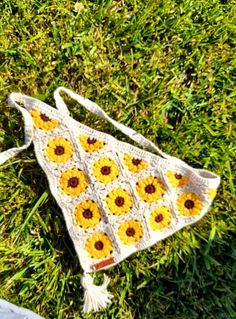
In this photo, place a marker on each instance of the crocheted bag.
(116, 198)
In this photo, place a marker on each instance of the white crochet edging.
(200, 180)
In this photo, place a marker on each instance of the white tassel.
(95, 297)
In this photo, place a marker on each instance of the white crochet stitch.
(116, 198)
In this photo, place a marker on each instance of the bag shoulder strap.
(28, 127)
(95, 109)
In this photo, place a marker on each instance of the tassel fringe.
(95, 297)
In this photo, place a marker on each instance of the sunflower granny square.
(117, 199)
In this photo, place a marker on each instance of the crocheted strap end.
(103, 264)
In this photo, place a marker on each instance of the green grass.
(165, 68)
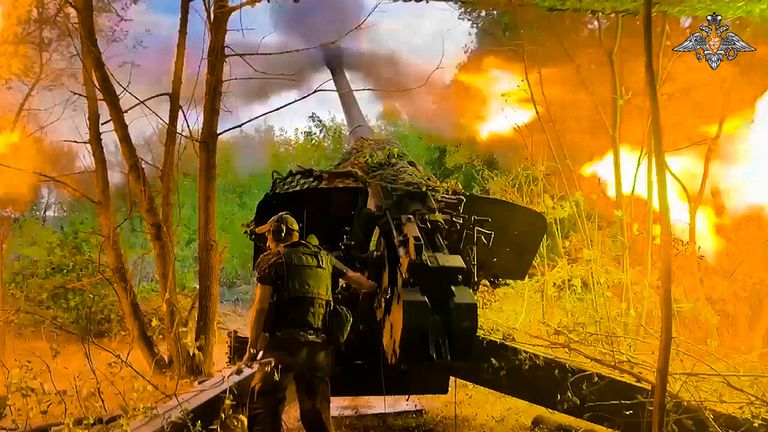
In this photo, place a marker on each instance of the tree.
(209, 256)
(665, 344)
(121, 278)
(158, 225)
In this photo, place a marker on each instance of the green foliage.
(448, 160)
(52, 270)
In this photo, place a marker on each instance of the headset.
(278, 229)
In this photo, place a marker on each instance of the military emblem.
(714, 42)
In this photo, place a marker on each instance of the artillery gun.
(425, 242)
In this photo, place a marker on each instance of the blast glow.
(687, 169)
(744, 180)
(739, 174)
(507, 104)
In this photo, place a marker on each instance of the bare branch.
(54, 180)
(298, 50)
(141, 102)
(319, 89)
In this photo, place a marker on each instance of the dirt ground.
(75, 377)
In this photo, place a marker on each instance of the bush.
(53, 274)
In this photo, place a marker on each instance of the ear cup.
(278, 232)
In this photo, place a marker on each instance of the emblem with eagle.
(714, 42)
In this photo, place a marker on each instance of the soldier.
(292, 294)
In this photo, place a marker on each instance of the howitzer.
(425, 242)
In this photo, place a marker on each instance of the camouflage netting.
(385, 161)
(368, 160)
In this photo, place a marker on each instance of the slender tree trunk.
(665, 344)
(158, 234)
(5, 229)
(621, 209)
(167, 183)
(171, 133)
(121, 278)
(207, 249)
(696, 203)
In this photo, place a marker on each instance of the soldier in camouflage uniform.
(293, 291)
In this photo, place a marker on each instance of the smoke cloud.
(417, 91)
(317, 22)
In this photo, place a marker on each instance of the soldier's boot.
(267, 400)
(314, 395)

• Task statement: Copy the listing from the line holding "slender tree trunk." through its last line, both included, keeping the requests unchanged. In the answers, multiply every point coordinate by 1.15 and round it to a whole number, with halves rounding up.

• Answer below:
In this photo, place a marker on each instance of the slender tree trunk.
(765, 396)
(182, 269)
(6, 263)
(714, 240)
(192, 210)
(197, 153)
(139, 320)
(238, 286)
(800, 233)
In this photo, place a marker on each instance of the soldier in camouflage uniform.
(337, 335)
In this photo, place a marker on each instance of the smoke cloud.
(480, 105)
(365, 25)
In this photo, place a marker on each instance of the soldier's boot.
(307, 460)
(361, 454)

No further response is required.